### Passage given
◆ ◆ ◆

Heaven, Hell & Purgatory

excerpts from

The Afterlife by Fr. Dolindo Ruotolo

Where Does the Soul Go
When the Soul Leaves the Body?

"I am an old man, seventy-seven years of age. I know I am close to death, yet I do not feel death within me. I feel life, even when I realize that I no longer have the strength to do many things. The reason for this internal phenomenon is the soul and its immortality. We each have an immortal soul and, as such, it is always young."

The soul is spirit, and it comes out of the body in the fullness of life of the Spirit, as a silkworm comes out of its cocoon and then abandons it. The soul enters, intellect and will alike, into the eternal youth of immortality, pursuing its object: eternal Truth and eternal Good. The soul is outside the world and, like a rocket, launches upward and tends toward God, its only end.

The soul, however, is not as God created it when He infused it into the body; nor is it as Jesus redeemed it. The soul has within its own initiatives. They appear to it at the very instant in which it leaves the body, not in the dimmed light of the conscience, but in the splendid light of the Eternal Truth... In the light of the Eternal Truth, however, the soul recognizes itself for what it is, with a clarity that cannot find excuses or justifications... The soul in the state of grace, though still stained by the sins it has committed, is like a dove with broken wings that cannot fly but aims toward God with love. Since its nature is attracted to Him, it does its best to cleanse itself, imploring His mercy.

◆ ◆ ◆

### Instructions to follow
Continue the passage about where the soul goes when it leaves the body, picking up after its final sentence.

### Extracted material

◆ ◆ ◆

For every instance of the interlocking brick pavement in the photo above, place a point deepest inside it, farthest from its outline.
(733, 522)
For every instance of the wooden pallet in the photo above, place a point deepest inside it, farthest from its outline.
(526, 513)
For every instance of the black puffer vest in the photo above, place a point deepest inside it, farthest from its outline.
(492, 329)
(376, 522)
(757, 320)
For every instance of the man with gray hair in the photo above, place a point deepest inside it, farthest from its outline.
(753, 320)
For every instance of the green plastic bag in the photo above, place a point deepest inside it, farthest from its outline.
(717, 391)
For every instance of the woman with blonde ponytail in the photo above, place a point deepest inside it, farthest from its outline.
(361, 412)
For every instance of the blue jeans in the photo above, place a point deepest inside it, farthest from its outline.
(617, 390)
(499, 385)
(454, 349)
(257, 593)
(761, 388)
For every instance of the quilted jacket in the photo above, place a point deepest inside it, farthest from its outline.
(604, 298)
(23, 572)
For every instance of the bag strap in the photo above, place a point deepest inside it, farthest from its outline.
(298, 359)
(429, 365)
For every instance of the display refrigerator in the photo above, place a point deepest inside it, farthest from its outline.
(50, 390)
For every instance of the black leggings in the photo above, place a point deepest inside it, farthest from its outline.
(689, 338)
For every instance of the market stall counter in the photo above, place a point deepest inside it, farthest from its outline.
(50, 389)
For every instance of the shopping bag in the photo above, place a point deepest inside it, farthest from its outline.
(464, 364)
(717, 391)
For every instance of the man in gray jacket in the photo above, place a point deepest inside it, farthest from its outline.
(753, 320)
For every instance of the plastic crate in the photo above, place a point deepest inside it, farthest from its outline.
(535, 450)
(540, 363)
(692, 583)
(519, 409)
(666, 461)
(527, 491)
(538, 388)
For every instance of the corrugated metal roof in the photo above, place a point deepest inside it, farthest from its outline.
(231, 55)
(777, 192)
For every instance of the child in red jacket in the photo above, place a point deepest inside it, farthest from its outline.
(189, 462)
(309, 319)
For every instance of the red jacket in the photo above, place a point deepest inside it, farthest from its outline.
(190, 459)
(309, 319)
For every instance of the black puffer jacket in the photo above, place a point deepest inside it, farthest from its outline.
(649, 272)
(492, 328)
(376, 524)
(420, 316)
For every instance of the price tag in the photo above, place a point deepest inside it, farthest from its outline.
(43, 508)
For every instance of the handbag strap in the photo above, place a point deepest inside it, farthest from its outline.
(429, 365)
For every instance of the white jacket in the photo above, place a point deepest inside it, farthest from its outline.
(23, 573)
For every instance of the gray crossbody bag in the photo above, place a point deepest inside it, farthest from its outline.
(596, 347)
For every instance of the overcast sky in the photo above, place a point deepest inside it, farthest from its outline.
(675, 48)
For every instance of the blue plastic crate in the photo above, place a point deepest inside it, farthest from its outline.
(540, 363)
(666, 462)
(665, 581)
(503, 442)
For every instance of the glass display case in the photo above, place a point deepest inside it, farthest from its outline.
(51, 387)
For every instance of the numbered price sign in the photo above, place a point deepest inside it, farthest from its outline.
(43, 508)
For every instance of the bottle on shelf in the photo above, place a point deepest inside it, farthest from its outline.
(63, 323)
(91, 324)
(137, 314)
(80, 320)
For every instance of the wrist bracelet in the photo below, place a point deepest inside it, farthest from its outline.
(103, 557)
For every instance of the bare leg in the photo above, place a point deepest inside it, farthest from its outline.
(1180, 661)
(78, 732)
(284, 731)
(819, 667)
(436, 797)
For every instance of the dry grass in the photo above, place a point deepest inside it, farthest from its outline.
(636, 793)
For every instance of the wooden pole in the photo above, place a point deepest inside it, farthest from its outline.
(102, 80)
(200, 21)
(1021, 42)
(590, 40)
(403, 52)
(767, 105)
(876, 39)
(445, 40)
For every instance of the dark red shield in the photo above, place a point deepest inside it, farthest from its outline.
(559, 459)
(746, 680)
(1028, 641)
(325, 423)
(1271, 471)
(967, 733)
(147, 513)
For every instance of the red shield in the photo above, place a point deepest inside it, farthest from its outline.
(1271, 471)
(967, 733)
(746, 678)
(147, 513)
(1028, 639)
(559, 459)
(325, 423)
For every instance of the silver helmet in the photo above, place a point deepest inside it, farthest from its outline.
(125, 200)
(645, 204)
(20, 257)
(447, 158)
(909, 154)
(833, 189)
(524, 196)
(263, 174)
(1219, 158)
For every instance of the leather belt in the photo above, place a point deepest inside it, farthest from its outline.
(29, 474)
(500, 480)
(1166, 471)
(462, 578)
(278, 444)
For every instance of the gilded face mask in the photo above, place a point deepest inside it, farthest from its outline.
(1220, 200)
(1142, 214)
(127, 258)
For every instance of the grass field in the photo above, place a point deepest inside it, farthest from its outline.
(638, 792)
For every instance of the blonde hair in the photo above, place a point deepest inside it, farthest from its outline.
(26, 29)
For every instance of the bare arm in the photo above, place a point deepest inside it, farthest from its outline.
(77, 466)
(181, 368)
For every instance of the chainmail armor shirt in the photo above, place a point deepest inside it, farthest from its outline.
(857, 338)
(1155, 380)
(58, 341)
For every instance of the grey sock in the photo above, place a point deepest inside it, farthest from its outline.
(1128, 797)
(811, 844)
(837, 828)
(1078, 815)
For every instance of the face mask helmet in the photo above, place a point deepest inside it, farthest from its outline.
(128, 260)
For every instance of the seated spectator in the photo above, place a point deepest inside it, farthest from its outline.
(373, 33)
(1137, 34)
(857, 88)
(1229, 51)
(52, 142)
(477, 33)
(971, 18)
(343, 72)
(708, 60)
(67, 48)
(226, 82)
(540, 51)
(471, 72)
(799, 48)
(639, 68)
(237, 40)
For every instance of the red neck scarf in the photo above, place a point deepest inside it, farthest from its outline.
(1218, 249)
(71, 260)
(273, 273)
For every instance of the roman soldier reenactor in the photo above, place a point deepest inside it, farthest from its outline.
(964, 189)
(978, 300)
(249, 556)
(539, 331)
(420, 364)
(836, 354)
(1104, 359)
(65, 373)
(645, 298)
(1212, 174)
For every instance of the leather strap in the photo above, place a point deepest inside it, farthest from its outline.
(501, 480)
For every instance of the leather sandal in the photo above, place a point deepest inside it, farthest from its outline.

◆ ◆ ◆

### Response
The lost soul is like a weight that plunges itself down toward the abyss, even if it has a natural drive toward God... The soul in mortal sin is so far away from God that it is left in a state of spiritual death. It falls into the abyss as into a new, frightful life. In this life, it only finds the vermin of its own faults enveloping and tormenting it. Therefore, a hatred is born in the soul...The soul keeps, nonetheless, the natural urge of the creature that would aim toward God, but since this natural urge cannot reach its goal, it becomes frustrating and distressing. The soul is left with its own despair and eternal horror. It is like a decayed substance that changes its condition: it is no longer a sweet cream, but a worm-infested mass.

The lost soul is a wretched traveler that has reached its eternal destination. The soul in the state of grace is a traveler that has reached the end of its life on earth, but, because of its need for purification, it is granted to be a traveler still in order to cleanse itself in a painful pilgrimage of love.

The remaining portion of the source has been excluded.